> WORK TO BE COMPLETED
Reproduce every item below word for word, leaving the pictures out of your answer.

Point labels for objects:
============
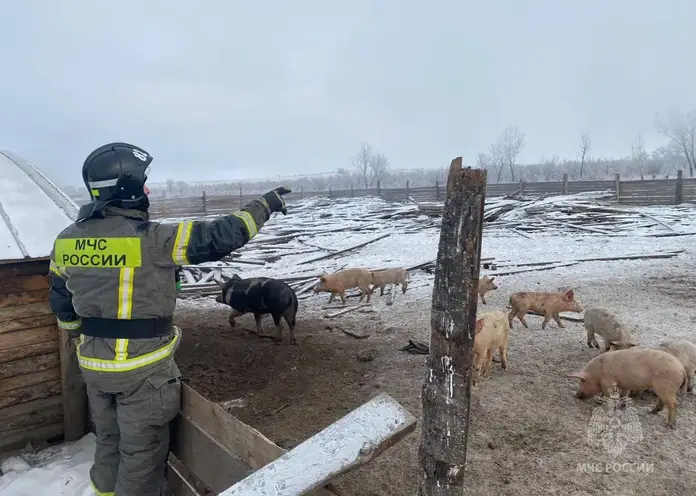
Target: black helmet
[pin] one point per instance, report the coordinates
(115, 174)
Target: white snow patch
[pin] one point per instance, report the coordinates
(61, 470)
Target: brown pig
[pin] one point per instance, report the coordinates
(380, 278)
(485, 285)
(550, 305)
(492, 331)
(634, 369)
(338, 282)
(601, 321)
(685, 352)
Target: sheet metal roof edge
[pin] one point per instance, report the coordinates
(63, 201)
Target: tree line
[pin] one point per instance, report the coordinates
(370, 167)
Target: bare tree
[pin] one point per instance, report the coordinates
(371, 164)
(508, 148)
(483, 161)
(345, 174)
(549, 167)
(680, 129)
(362, 162)
(583, 151)
(495, 160)
(638, 155)
(379, 166)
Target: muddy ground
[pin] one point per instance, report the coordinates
(528, 433)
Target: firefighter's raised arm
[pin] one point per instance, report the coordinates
(193, 242)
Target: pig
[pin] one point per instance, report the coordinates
(380, 278)
(685, 352)
(638, 369)
(492, 331)
(261, 296)
(485, 285)
(601, 321)
(547, 304)
(338, 282)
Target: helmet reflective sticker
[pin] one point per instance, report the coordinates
(142, 156)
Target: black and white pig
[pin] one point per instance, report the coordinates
(261, 296)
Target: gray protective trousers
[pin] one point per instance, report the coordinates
(131, 415)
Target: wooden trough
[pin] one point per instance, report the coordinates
(42, 396)
(212, 452)
(43, 400)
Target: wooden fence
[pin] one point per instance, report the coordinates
(641, 192)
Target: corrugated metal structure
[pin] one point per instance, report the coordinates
(32, 210)
(42, 396)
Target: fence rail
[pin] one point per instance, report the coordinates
(642, 192)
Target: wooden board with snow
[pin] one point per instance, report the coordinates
(350, 442)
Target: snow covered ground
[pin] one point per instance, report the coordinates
(63, 470)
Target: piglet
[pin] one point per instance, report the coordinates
(601, 321)
(338, 282)
(685, 352)
(635, 369)
(485, 285)
(550, 305)
(492, 331)
(380, 278)
(261, 296)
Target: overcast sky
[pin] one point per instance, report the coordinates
(223, 89)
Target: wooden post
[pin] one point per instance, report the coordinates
(164, 204)
(447, 384)
(73, 389)
(679, 194)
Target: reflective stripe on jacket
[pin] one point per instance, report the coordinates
(122, 267)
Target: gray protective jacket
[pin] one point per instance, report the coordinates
(113, 280)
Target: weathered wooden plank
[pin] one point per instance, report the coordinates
(25, 337)
(18, 284)
(29, 379)
(24, 268)
(27, 323)
(209, 460)
(446, 389)
(32, 413)
(19, 438)
(29, 351)
(29, 393)
(29, 365)
(75, 409)
(22, 312)
(177, 483)
(23, 298)
(251, 447)
(349, 443)
(255, 449)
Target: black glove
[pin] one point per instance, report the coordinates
(275, 200)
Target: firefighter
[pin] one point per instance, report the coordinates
(113, 286)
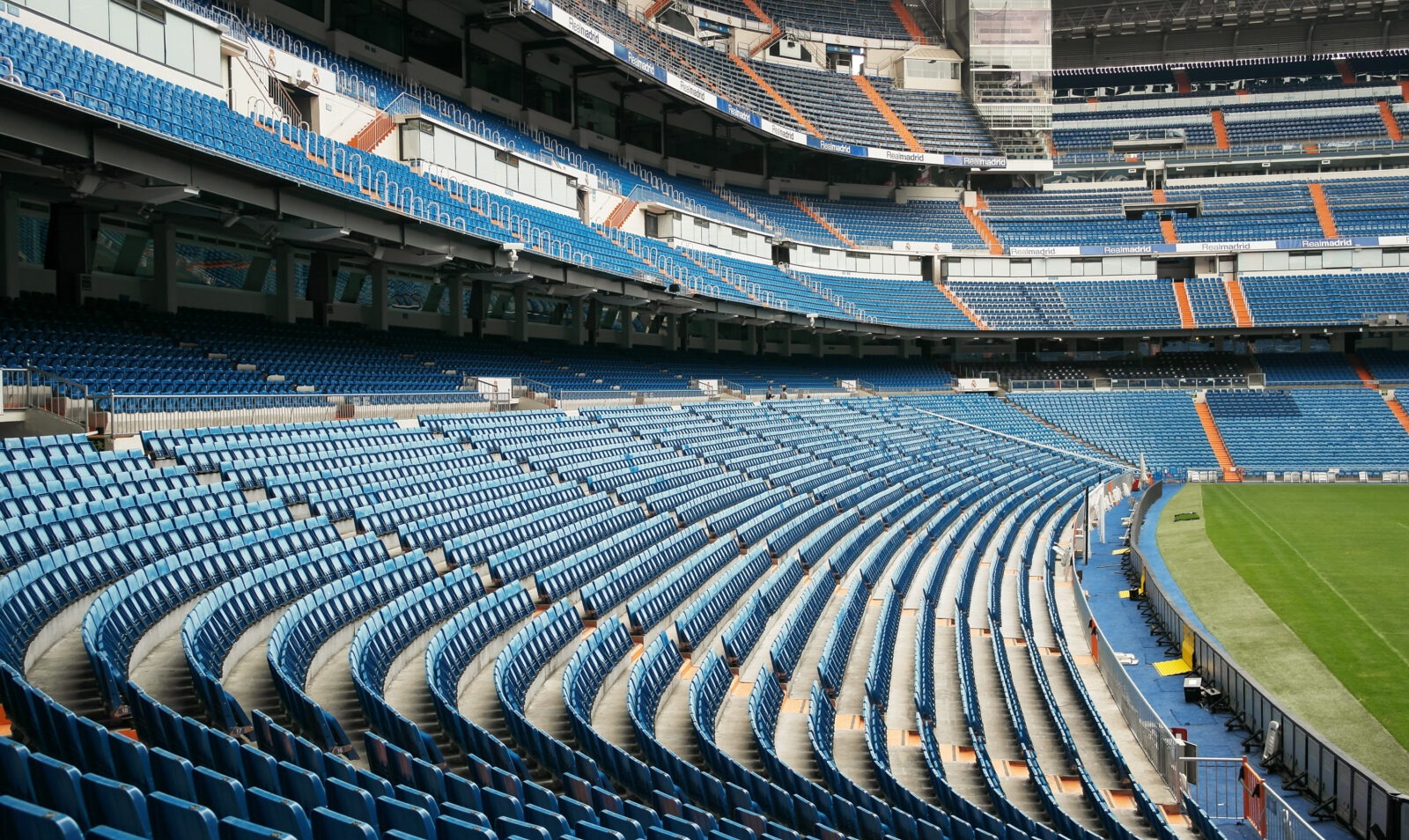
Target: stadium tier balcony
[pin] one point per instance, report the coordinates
(1315, 429)
(1162, 426)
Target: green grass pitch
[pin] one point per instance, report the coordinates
(1331, 563)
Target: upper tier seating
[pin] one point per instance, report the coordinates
(943, 123)
(1324, 298)
(864, 18)
(1159, 424)
(1021, 217)
(884, 223)
(1387, 365)
(1308, 119)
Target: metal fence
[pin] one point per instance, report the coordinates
(568, 399)
(133, 413)
(1230, 790)
(1310, 765)
(1138, 382)
(51, 394)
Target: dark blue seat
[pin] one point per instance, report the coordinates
(277, 812)
(549, 821)
(512, 828)
(178, 818)
(465, 814)
(351, 800)
(14, 770)
(627, 828)
(594, 832)
(328, 825)
(448, 828)
(173, 774)
(243, 829)
(222, 793)
(58, 786)
(302, 785)
(394, 814)
(110, 833)
(116, 805)
(260, 769)
(33, 822)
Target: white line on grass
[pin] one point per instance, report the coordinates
(1326, 581)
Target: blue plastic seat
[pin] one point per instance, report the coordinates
(417, 822)
(117, 805)
(328, 825)
(243, 829)
(178, 818)
(34, 822)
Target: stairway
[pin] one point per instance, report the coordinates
(1242, 316)
(1324, 215)
(373, 133)
(622, 213)
(908, 21)
(1061, 431)
(958, 303)
(1181, 295)
(1221, 130)
(1361, 371)
(1391, 124)
(1181, 77)
(777, 96)
(881, 105)
(1221, 450)
(981, 227)
(758, 11)
(768, 41)
(1398, 410)
(817, 217)
(1347, 75)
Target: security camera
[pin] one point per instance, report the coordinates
(513, 248)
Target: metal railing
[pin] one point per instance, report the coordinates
(1229, 790)
(1134, 384)
(49, 394)
(564, 398)
(129, 413)
(13, 387)
(1314, 767)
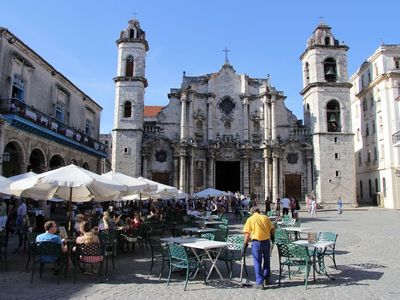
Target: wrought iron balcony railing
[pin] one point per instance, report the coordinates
(12, 106)
(396, 139)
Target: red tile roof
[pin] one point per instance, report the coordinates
(152, 111)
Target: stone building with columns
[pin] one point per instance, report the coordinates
(228, 130)
(46, 121)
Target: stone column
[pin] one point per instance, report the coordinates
(183, 117)
(275, 191)
(182, 171)
(266, 118)
(245, 174)
(144, 156)
(176, 171)
(280, 188)
(2, 142)
(309, 174)
(273, 117)
(245, 103)
(191, 174)
(211, 167)
(210, 118)
(342, 123)
(190, 134)
(266, 173)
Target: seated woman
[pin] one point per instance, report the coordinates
(88, 237)
(108, 222)
(136, 222)
(39, 224)
(79, 219)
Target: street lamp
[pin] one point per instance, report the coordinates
(6, 157)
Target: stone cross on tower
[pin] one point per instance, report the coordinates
(226, 50)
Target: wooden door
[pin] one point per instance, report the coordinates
(293, 186)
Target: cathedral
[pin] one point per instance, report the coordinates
(233, 132)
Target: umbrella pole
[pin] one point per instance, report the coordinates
(70, 212)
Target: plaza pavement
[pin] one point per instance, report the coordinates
(367, 259)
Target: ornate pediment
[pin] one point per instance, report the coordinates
(256, 116)
(199, 115)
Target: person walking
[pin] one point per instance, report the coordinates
(258, 228)
(278, 207)
(267, 205)
(313, 207)
(340, 206)
(285, 203)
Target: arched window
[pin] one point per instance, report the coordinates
(227, 126)
(370, 187)
(127, 109)
(18, 88)
(333, 116)
(131, 33)
(307, 72)
(256, 126)
(199, 126)
(330, 70)
(384, 186)
(129, 67)
(198, 182)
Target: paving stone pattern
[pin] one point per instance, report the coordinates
(367, 258)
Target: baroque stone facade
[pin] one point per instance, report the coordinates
(47, 121)
(231, 131)
(375, 104)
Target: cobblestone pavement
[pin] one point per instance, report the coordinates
(367, 258)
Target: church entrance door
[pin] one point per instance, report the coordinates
(227, 176)
(293, 186)
(161, 178)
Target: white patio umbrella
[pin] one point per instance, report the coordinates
(133, 184)
(163, 190)
(6, 182)
(71, 183)
(210, 192)
(5, 185)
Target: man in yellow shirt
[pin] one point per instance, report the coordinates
(258, 229)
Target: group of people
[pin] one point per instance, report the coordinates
(14, 218)
(286, 204)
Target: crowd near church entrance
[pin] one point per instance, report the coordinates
(227, 176)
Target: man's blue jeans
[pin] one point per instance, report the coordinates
(261, 251)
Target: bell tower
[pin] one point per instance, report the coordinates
(130, 84)
(326, 105)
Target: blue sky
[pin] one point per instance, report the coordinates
(265, 37)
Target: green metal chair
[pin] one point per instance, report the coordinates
(42, 251)
(226, 221)
(292, 255)
(158, 252)
(89, 254)
(31, 239)
(178, 259)
(234, 252)
(270, 213)
(222, 233)
(3, 247)
(208, 235)
(281, 237)
(109, 243)
(329, 251)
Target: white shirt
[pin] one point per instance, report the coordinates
============
> TASK OUTPUT
Target: black helmet
[pin] one point per instance, report the coordinates
(115, 174)
Target: white snow patch
[pin] one point per instance, report the coordinates
(61, 470)
Target: brown pig
[pin] one point per instance, report the coordinates
(380, 278)
(485, 285)
(550, 305)
(492, 331)
(634, 369)
(338, 282)
(601, 321)
(685, 352)
Target: sheet metal roof edge
[pin] one point per instance, report the coordinates
(63, 201)
Target: tree line
[pin] one point per instance, report the coordinates
(370, 167)
Target: bare tree
[pin] one point per instance, report the coordinates
(371, 164)
(508, 148)
(483, 161)
(345, 174)
(549, 167)
(680, 129)
(362, 162)
(583, 151)
(495, 160)
(638, 155)
(379, 166)
Target: muddy ground
[pin] one point per instance, report the coordinates
(528, 433)
Target: firefighter's raised arm
[pin] one point per instance, report the coordinates
(193, 242)
Target: pig
[pin] one point per instance, report the coordinates
(380, 278)
(685, 352)
(638, 369)
(492, 331)
(261, 296)
(485, 285)
(601, 321)
(547, 304)
(338, 282)
Target: helmet reflective sticker
[pin] one point per instance, report the coordinates
(142, 156)
Target: black and white pig
[pin] one point per instance, report the coordinates
(261, 296)
Target: gray protective trousers
[pin] one point per instance, report the coordinates
(131, 415)
Target: wooden trough
[pin] one point per instance, report the coordinates
(42, 396)
(212, 452)
(43, 400)
Target: wooden fence
[pin] one point per instance, report the coordinates
(641, 192)
Target: corrugated metal structure
[pin] one point per instance, report the coordinates
(32, 210)
(42, 396)
Target: fence rail
[pin] one point per instance, report the coordinates
(642, 192)
Target: wooden board with snow
[pin] one point per instance, report the coordinates
(350, 442)
Target: snow covered ground
[pin] one point per instance, report the coordinates
(63, 470)
Target: piglet
[pin] one point per instance, report the coordinates
(601, 321)
(338, 282)
(685, 352)
(635, 369)
(485, 285)
(550, 305)
(492, 331)
(380, 278)
(261, 296)
Target: overcast sky
[pin] one point per instance, report the coordinates
(223, 89)
Target: wooden post
[pin] one point per instance, report the coordinates
(164, 204)
(447, 384)
(73, 389)
(679, 194)
Target: reflective stripe on jacket
[pin] one point per instance, report the coordinates
(122, 267)
Target: gray protective jacket
[pin] one point per instance, report the coordinates
(113, 280)
Target: weathered wooden plank
[pin] one point per instance, report the coordinates
(25, 337)
(18, 284)
(29, 379)
(24, 268)
(27, 323)
(209, 460)
(446, 389)
(32, 413)
(19, 438)
(29, 351)
(29, 393)
(29, 365)
(75, 409)
(22, 312)
(177, 483)
(23, 298)
(251, 447)
(349, 443)
(255, 449)
Target: black glove
[pin] one point per instance, report the coordinates
(275, 200)
Target: firefighter
[pin] one point per instance, report the coordinates
(113, 286)
Target: stadium tier balcony
[pin] one point per instance, report the coordinates
(1315, 429)
(1162, 426)
Target: green grass pitch
[pin] one point per instance, report the coordinates
(1331, 563)
Target: upper tier seating
[pin] one point per instance, report the coordinates
(943, 123)
(1324, 298)
(864, 18)
(1159, 424)
(1021, 217)
(884, 223)
(1387, 365)
(1308, 119)
Target: metal fence
[pin] one point per instance, report the coordinates
(568, 399)
(133, 413)
(1230, 790)
(1310, 765)
(1138, 382)
(51, 394)
Target: dark blue seat
[pin] one point per instance, report the coordinates
(277, 812)
(549, 821)
(512, 828)
(178, 818)
(465, 814)
(351, 800)
(14, 770)
(627, 828)
(594, 832)
(328, 825)
(448, 828)
(173, 774)
(243, 829)
(222, 793)
(58, 786)
(302, 785)
(394, 814)
(110, 833)
(116, 805)
(260, 769)
(33, 822)
Target: white line on grass
[pin] one point per instance, report the coordinates
(1326, 581)
Target: blue plastic seat
[pin] one point per instance, report the coordinates
(417, 822)
(117, 805)
(328, 825)
(243, 829)
(178, 818)
(34, 822)
Target: stairway
[pin] one point per instance, report the coordinates
(1242, 316)
(1324, 215)
(373, 133)
(622, 213)
(908, 21)
(1061, 431)
(958, 303)
(1181, 295)
(1221, 130)
(1361, 371)
(1391, 124)
(1181, 77)
(777, 96)
(881, 105)
(1221, 450)
(981, 227)
(758, 11)
(768, 41)
(1398, 410)
(817, 217)
(1347, 75)
Target: security camera
[pin] one point per instance, report the coordinates
(513, 248)
Target: metal railing
[pin] one point per instance, report the coordinates
(1229, 790)
(1134, 384)
(49, 394)
(564, 398)
(129, 413)
(13, 387)
(1314, 767)
Target: wrought iron balcony railing
[pin] one point per instance, report the coordinates
(12, 106)
(396, 139)
Target: red tile roof
[pin] one point per instance, report the coordinates
(152, 111)
Target: stone building with columns
[pin] one point per instance, report the coordinates
(228, 130)
(46, 121)
Target: stone column
[pin] one point per instance, report the coordinates
(183, 117)
(275, 191)
(182, 171)
(266, 118)
(245, 174)
(144, 156)
(176, 171)
(280, 188)
(2, 142)
(309, 174)
(273, 117)
(245, 103)
(191, 174)
(211, 167)
(210, 118)
(342, 123)
(190, 134)
(266, 173)
Target: seated woman
[pin] one point per instance, report the coordinates
(88, 237)
(108, 222)
(136, 222)
(39, 224)
(79, 219)
Target: street lamp
[pin] one point per instance, report the coordinates
(6, 157)
Target: stone cross on tower
[pin] one point per instance, report the coordinates
(226, 50)
Target: wooden door
[pin] one point per instance, report the coordinates
(293, 186)
Target: cathedral
[pin] one point per instance, report the coordinates
(233, 132)
Target: umbrella pole
[pin] one point per instance, report the coordinates
(70, 212)
Target: plaza pavement
[pin] one point per instance, report the coordinates
(367, 259)
Target: ornate pediment
[pin] one point per instance, report the coordinates
(256, 116)
(199, 115)
Target: person walking
[pin] one point per instance, report the coordinates
(258, 228)
(278, 207)
(267, 205)
(313, 207)
(340, 206)
(285, 203)
Target: arched window
[pin] one point per instance, report the coordinates
(227, 126)
(370, 187)
(127, 109)
(18, 88)
(333, 116)
(131, 33)
(307, 72)
(256, 126)
(199, 126)
(330, 70)
(384, 186)
(129, 67)
(198, 182)
Target: paving stone pattern
[pin] one point per instance, report the coordinates
(367, 258)
Target: baroque stone facade
[pin] one point per instance, report the coordinates
(47, 121)
(231, 131)
(375, 104)
Target: cobblestone pavement
[pin] one point per instance, report the coordinates
(367, 258)
Target: church entrance door
[pin] one point per instance, report the coordinates
(227, 176)
(293, 186)
(161, 178)
Target: white patio umbrella
[pin] one point per instance, report the coordinates
(133, 184)
(163, 190)
(6, 182)
(71, 183)
(210, 192)
(5, 185)
Target: man in yellow shirt
[pin] one point per instance, report the coordinates
(258, 229)
Target: group of people
[pin] one point per instance, report the coordinates
(14, 218)
(286, 204)
Target: crowd near church entrance
[pin] one point per instance, report the coordinates
(227, 176)
Target: man's blue jeans
[pin] one point per instance, report the coordinates
(261, 251)
Target: bell tower
[pin] one point per instance, report the coordinates
(130, 84)
(326, 105)
Target: blue sky
[pin] one point per instance, report the coordinates
(265, 37)
Target: green metal chair
[pin] one point per instance, report the coordinates
(42, 251)
(226, 221)
(292, 255)
(158, 252)
(89, 254)
(31, 239)
(178, 259)
(234, 252)
(270, 213)
(222, 233)
(3, 247)
(208, 235)
(281, 237)
(109, 243)
(329, 251)
Target: white shirt
[pin] one point per instance, report the coordinates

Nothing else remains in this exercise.